━━━ RECORDS PROVIDED
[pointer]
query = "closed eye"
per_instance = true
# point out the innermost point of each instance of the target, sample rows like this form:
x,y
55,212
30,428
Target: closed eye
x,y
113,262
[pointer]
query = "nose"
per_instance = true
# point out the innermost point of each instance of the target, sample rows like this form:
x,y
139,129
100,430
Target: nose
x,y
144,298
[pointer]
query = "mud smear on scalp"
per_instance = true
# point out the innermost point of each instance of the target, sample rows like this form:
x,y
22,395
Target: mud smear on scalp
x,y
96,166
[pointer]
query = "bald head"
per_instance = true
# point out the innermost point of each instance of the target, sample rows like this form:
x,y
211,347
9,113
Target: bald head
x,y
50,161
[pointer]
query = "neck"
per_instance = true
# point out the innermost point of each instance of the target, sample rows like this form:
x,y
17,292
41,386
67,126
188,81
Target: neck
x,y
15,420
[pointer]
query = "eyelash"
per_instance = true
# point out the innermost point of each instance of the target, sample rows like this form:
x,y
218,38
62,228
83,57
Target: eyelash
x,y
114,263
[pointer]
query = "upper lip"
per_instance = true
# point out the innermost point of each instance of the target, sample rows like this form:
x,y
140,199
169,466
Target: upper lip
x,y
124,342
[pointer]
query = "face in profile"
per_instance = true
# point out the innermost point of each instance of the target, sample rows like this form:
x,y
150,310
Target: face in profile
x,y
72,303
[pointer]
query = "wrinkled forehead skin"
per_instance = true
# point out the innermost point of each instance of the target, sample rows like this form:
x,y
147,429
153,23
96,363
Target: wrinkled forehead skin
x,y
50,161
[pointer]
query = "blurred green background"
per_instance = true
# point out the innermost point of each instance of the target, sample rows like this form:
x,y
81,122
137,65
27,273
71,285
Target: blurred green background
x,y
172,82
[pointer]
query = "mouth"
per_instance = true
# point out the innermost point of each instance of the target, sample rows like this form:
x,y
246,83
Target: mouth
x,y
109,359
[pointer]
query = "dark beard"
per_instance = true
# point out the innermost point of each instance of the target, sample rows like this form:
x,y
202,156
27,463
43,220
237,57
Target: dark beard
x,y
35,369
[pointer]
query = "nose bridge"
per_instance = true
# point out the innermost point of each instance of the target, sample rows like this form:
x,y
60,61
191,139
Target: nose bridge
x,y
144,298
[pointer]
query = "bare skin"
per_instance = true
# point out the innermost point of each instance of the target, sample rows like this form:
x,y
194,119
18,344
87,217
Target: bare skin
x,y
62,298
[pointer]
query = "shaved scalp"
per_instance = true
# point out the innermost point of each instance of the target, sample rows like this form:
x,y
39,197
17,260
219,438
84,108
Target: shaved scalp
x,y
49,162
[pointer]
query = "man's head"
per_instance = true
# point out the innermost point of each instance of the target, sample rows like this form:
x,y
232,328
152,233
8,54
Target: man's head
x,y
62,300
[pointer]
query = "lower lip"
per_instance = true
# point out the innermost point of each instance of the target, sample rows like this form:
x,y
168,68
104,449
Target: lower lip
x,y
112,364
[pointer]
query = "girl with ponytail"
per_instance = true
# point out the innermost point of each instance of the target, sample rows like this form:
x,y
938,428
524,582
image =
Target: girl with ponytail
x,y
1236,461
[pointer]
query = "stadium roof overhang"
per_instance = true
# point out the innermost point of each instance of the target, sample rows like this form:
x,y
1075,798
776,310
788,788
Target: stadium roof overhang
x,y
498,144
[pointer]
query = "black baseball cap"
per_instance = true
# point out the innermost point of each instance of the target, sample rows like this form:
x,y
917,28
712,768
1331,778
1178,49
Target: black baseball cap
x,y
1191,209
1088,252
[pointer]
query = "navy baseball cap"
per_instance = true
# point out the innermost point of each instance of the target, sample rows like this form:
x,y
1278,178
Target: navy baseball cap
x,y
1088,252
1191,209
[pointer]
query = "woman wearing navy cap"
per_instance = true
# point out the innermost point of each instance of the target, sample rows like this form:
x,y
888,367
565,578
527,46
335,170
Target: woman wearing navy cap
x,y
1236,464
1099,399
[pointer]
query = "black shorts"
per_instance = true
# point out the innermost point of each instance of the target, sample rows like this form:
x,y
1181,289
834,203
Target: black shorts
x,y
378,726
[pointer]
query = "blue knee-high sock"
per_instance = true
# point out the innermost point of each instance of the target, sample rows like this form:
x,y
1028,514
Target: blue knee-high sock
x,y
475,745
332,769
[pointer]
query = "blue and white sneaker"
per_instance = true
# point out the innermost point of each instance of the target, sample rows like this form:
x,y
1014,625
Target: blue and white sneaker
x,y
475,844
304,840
━━━━━━
TASK BRIEF
Every record shown above must be echoed exactly.

ANSWER TO THIS PROBLEM
[pointer]
query = "closed eye"
per_instance = true
# point out the innermost point of each instance of the target, sample rows like this form:
x,y
55,212
30,428
Target: closed eye
x,y
113,262
[pointer]
query = "nose"
per_instance = true
# point out the innermost point of each instance of the target, sample rows like this form:
x,y
139,129
100,430
Target: nose
x,y
144,298
[pointer]
query = "mud smear on scalp"
per_instance = true
# point out the innermost point of each instance of the target, sample rows like this form:
x,y
22,395
Target: mud smear on scalp
x,y
96,166
[pointer]
query = "bald head"
per_instance = true
# point out the innermost point of each instance of the target, sample rows like this form:
x,y
211,347
9,113
Target: bald head
x,y
50,161
[pointer]
query = "neck"
per_instance = true
# point out the innermost point of each instance of the target, sample rows like this form:
x,y
17,292
41,386
67,126
188,81
Target: neck
x,y
15,420
[pointer]
query = "eyelash"
per_instance = true
# point out the innermost point of each instance of the target, sample rows like this form:
x,y
218,38
62,228
83,57
Target: eyelash
x,y
114,263
[pointer]
query = "upper lip"
per_instance = true
# point out the innermost point of each instance of the target, sample rows like this form:
x,y
140,199
169,466
Target: upper lip
x,y
124,342
[pointer]
query = "face in profile"
per_instance = true
# point out the innermost point of each instance of the target, sample rows like this form:
x,y
150,310
Target: face in profile
x,y
72,303
[pointer]
query = "wrinkled forehead skin"
per_instance = true
# point out the innermost point of each instance of the target, sample rows like this form:
x,y
147,429
153,23
96,363
Target: wrinkled forehead skin
x,y
50,161
[pointer]
query = "blurred green background"
per_instance = true
# point out the innermost point of each instance of the target, sample rows like this form:
x,y
81,122
137,65
27,273
71,285
Target: blurred green background
x,y
172,82
[pointer]
query = "mouth"
per_instance = true
# point out the innermost point of each instance of the target, sample rows like this form:
x,y
246,83
Target: mouth
x,y
109,359
[pointer]
query = "dark beard"
per_instance = true
# point out the innermost point of each instance of the target, sample rows like this form:
x,y
202,156
27,463
43,220
237,57
Target: dark beard
x,y
35,369
[pointer]
query = "nose bridge"
per_instance = true
# point out the innermost point of each instance of the target, sample rows like this form:
x,y
60,61
191,139
Target: nose bridge
x,y
144,298
[pointer]
query = "bare skin"
per_instance = true
# point out the innermost point of each instance of the target, sample rows like this form:
x,y
194,119
18,344
87,217
Target: bare skin
x,y
62,298
[pointer]
query = "shaved scalp"
per_instance = true
# point out the innermost point of each instance of the target, sample rows like this form:
x,y
39,197
17,260
219,438
84,108
Target: shaved scalp
x,y
49,162
[pointer]
query = "man's head"
per_instance = true
# point out the innermost point of each instance of the target, sample rows like this form:
x,y
232,328
152,233
8,54
Target: man's head
x,y
62,300
[pointer]
query = "lower lip"
per_instance = true
# point out the innermost point of each instance of the target, sample rows like this form:
x,y
168,68
104,449
Target: lower lip
x,y
112,364
[pointer]
query = "girl with ponytail"
per_instance = true
# point out the innermost point of each instance of the target, sample rows like this form:
x,y
938,428
524,582
image =
Target: girl with ponytail
x,y
1236,461
[pointer]
query = "stadium roof overhang"
per_instance = true
# point out the innermost point of each instance of the target, sample rows like this form:
x,y
1075,798
776,310
788,788
Target: stadium roof overhang
x,y
498,144
[pointer]
query = "black baseball cap"
per_instance = true
# point out the innermost point of each instance of the target, sample rows like this form:
x,y
917,28
712,768
1331,778
1178,49
Target: black baseball cap
x,y
1191,209
1088,252
[pointer]
query = "navy baseball cap"
per_instance = true
# point out the innermost point of each instance of the target, sample rows like this form:
x,y
1278,178
Target: navy baseball cap
x,y
1088,252
1191,209
[pointer]
query = "woman wearing navy cap"
per_instance = true
# point out the innermost point of each instance of the target, sample rows like this form:
x,y
888,367
565,578
527,46
335,170
Target: woman wearing navy cap
x,y
1236,464
1099,399
[pointer]
query = "black shorts"
per_instance = true
# point out the innermost point of each instance of the target, sample rows like this form:
x,y
1181,289
834,203
Target: black shorts
x,y
378,726
[pointer]
query = "blue knee-high sock"
per_instance = true
# point out the innermost point of each instance of the target, sample rows like this form:
x,y
1028,514
Target: blue knee-high sock
x,y
475,745
332,769
[pointer]
query = "blue and white sneaker"
per_instance = true
# point out the innermost point of each instance of the target, sample rows like this form:
x,y
1014,625
Target: blue and white sneaker
x,y
475,844
304,840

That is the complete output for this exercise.